Provided passage:
[Start of Attachment]

Secretin released from jejunal cells in reponse to low pH. Action of secretin facilitated by CCK
What is the function(s) of the liver?
Blood:
- Energy metabolism
- Detoxification
- Plasma proteins
Gut:
- Secretion of bile - 0.25-1l/d. - bile acids and alkaline juice for digestion, excretion of bile pigments - prevents damage of kidneys
Describe the blood supply to the liver
Portal blood supply- In through hepatic portal vein from gut to central vein through sinusoids surroundsd by hepatocytes which fulfill the blood facing function
Also has an arterial supply of oxygenated blood
Describe the structure of the liver in relation to its function for the gut.
Bile is secreted into blind ended canaliculi by hepatocytes (bile acid dependent) and duct cells (bile acid independent) and flows to the bile duct.
What is the difference between bile acid dependent and independent secretions in the liver?
Dependent - from hepatocytes, contains bile acids and pigments
Independent - Secreted by duct cells, contains alkaline juice like that from pancreatic duct cells
How are bile acids related to cholesterol?
Cholic acid
Chenodeoxycholic acid
Travel in bile as micelles - bile acid + cholesterol + phosphlipids
Why is lipid digestion complicated and how does bile acid help with this?
Hydrophobic nature:
- Tend to for mlarge globules as stomach acid breaks down natural emulsions
- Low surface area for enzymes to act
Bile acids emulsify fat into much smaller globules
- increase surface area for lipase to cleave fatty acids and glycerol
- Colipase links bile acids and lipase to spread them over surface
How do released fatty acids form micelles?
- Polar groups of bile acids on outside
- Hydrophobic fatty acids within
- 4-6nm in diameter (20 lipid molecules)
- Need bile acids to be above a critical concentration to form
- Also sequestre cholesterol, fat soluble vitamins and phospholipids
What are micelles?
Vehicle to carry hydrophobic molecules through aqueous luminal contents into unstirred layer next to epithelial cells. Released slowly and enter cells by diffusion
Fatty acids etc used to re-synthesise lipids in epithelial cells
Exported to lymphatics as chylomicrons (lipid with polar protein and phospholipid coat)
Describe the route of bile acids through the body
Enterohepatic circulation
- Released into the gut lumen after fatty acids etc absorbed
- continue to terminal ileum
- Absorbed actively by epithelium of terminal ileum
- Return in hepatic portal blood to hepatic sinusoids
- Hepatocyts take up actively and resecrete into canaliculi
Why might bile acids not return to the liver?

[End of Attachment]

Prompt A:
From the liver and bile notes, extract the passage from "Secretin released from" up to and including "for the gut.".
Prompt B:
Answer these questions using the liver and bile notes:
(i) What volume of bile do the notes say is secreted per day?
(ii) What diameter do the notes give for the micelles formed by released fatty acids?
(iii) In what form are re-synthesized lipids exported to the lymphatics?
Prompt C:
Proceed with the liver and bile notes, beginning after their last line.

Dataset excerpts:
[Start of Attachment]

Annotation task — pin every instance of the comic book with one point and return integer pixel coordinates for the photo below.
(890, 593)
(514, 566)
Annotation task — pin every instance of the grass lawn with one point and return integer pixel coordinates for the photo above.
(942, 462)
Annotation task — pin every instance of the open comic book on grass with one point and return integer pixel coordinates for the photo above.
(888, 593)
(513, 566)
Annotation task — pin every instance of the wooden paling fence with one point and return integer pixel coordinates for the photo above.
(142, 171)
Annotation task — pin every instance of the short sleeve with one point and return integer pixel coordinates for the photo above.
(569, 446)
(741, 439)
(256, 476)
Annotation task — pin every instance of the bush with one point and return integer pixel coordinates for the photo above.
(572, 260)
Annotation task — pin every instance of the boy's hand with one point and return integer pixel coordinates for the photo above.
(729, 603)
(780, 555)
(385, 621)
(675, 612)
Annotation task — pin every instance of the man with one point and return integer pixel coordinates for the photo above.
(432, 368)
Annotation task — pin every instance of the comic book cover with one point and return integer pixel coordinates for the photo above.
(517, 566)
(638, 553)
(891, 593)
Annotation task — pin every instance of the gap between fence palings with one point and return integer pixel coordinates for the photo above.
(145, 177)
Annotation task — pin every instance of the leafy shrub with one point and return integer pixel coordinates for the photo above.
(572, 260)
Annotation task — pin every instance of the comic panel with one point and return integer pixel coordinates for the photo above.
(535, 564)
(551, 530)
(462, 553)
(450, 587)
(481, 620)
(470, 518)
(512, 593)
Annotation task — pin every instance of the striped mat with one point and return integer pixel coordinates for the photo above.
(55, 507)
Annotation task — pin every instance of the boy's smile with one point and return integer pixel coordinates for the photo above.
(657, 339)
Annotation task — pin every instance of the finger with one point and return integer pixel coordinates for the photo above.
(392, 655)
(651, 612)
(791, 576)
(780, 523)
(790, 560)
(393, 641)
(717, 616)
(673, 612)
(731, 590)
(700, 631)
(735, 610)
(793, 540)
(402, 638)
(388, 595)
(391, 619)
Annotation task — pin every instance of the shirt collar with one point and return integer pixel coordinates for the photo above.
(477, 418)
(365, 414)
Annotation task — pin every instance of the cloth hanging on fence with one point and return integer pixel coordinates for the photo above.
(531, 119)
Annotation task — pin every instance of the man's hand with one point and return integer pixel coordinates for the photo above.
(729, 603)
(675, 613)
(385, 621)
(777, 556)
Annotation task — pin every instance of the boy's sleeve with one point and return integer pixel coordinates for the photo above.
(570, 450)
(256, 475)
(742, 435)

[End of Attachment]

Expected answer A:
Secretin released from jejunal cells in reponse to low pH. Action of secretin facilitated by CCK
What is the function(s) of the liver?
Blood:
- Energy metabolism
- Detoxification
- Plasma proteins
Gut:
- Secretion of bile - 0.25-1l/d. - bile acids and alkaline juice for digestion, excretion of bile pigments - prevents damage of kidneys
Describe the blood supply to the liver
Portal blood supply- In through hepatic portal vein from gut to central vein through sinusoids surroundsd by hepatocytes which fulfill the blood facing function
Also has an arterial supply of oxygenated blood
Describe the structure of the liver in relation to its function for the gut.

Expected answer B:
(i) 0.25–1 liters per day
(ii) 4–6 nm
(iii) As chylomicrons (lipid with a polar protein and phospholipid coat)

Expected answer C:
Some are unconjugated by bacterial action in the gut and lost
What are the problems with the recovery of bile salts and how are they overcome?
- Bile acids return to the liver in beteen meals
- Secreted by canalicular cells well before needed next (cannot be stored in liver)
- Stored in the gall bladder
- Volume stored reduced by concentration - transport of salt and water across gall bladder epithelium
- Concentration process increases risks of precipitation - gall stonesW
How is bile removed from storage?
Cholecystokinin secreted by duodenum in response to gastric emptying -> Stimulates contraction of gall bladder muscle, ejecting concentrated bile acids together with enzymes from pancreas and alkali from pancreas and liver in response to secretin
What is steatorrhoea?
Bile acids or pancreatic enzymes are not secreted in adequate amounts (malabsorption of fat) -> fat appears in faeces (pale, floating, foul smell)
What is caused if bilirubin accumulates in the blood?
Jaundice
What is the excretery route of bilirubin?
Breakdown product of haemoglobin conjugated in liver, secreted into bile and excreted in faeces
What are the common causes of jaundice?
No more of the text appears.